(Some records)
"""

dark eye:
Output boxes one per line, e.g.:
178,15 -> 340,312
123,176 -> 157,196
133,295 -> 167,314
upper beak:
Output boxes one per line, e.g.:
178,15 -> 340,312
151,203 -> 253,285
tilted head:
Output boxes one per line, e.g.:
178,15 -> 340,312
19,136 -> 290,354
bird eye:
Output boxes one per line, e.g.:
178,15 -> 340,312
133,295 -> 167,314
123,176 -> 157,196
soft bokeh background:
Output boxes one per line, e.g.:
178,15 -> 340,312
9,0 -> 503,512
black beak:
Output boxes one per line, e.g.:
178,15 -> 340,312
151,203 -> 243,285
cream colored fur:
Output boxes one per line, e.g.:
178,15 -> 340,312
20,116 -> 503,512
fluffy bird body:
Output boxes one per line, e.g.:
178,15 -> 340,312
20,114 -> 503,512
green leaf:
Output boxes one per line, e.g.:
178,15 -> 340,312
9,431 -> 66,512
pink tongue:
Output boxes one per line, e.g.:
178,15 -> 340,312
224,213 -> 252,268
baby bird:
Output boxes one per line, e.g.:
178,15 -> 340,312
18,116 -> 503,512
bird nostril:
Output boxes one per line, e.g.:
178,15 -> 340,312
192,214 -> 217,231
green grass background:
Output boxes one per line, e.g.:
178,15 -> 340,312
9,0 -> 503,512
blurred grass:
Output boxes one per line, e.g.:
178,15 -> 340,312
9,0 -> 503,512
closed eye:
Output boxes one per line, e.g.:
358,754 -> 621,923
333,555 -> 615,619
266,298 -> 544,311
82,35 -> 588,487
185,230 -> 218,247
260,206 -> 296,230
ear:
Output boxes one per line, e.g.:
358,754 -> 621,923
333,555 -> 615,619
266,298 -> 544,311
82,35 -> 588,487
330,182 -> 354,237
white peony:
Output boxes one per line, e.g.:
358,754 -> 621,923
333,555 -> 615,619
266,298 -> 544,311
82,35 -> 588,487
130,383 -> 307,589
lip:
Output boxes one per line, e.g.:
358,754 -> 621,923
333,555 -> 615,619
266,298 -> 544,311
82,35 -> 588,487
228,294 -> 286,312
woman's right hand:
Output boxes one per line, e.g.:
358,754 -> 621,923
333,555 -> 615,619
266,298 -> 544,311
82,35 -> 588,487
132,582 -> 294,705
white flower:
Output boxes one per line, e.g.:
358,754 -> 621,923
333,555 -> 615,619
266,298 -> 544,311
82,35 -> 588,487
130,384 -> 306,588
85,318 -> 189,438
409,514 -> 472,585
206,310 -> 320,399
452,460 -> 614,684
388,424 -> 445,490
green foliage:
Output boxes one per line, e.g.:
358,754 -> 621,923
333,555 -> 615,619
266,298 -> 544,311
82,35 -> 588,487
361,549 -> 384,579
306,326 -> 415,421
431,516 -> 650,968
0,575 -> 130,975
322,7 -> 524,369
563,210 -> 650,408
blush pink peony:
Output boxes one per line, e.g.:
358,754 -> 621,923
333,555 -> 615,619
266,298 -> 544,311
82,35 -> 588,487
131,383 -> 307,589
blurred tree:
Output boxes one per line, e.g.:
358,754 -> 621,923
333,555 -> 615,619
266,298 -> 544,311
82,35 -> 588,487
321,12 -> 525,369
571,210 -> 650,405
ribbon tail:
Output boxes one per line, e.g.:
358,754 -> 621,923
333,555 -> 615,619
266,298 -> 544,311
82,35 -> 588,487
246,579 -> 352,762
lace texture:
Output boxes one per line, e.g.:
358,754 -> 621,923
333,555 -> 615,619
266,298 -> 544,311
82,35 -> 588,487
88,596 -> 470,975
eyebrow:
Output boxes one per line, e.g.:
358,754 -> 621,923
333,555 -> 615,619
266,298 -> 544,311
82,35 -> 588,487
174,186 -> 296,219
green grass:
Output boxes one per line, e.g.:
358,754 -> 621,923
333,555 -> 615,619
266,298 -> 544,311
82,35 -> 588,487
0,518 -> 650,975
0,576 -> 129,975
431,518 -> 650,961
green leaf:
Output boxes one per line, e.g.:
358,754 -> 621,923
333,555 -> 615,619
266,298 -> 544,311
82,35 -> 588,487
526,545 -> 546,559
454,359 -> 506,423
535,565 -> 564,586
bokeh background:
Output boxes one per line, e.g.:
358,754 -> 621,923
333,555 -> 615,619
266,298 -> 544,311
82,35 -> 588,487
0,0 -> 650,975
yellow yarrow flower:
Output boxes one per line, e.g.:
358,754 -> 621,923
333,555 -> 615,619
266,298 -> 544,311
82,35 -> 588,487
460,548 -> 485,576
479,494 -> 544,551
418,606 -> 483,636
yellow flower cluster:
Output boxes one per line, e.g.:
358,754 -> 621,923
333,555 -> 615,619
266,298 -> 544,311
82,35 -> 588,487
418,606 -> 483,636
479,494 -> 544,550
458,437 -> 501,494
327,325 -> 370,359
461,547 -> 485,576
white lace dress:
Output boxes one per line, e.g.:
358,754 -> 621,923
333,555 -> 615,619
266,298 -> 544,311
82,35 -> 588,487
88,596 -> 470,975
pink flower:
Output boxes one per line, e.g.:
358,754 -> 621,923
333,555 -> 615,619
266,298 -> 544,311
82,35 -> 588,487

"""

## Task description
Reproduce every line in the stretch from the start of the records through the line containing "151,203 -> 253,285", adding -130 to each coordinate in the answers and leaving all other lines, including the format samples, unchanged.

## Problem solution
dark eye:
Output boxes one per line, e.g.:
178,15 -> 340,312
-7,46 -> 27,66
3,165 -> 37,184
upper beak:
Output boxes one per line, e.g.:
178,15 -> 340,312
21,73 -> 123,155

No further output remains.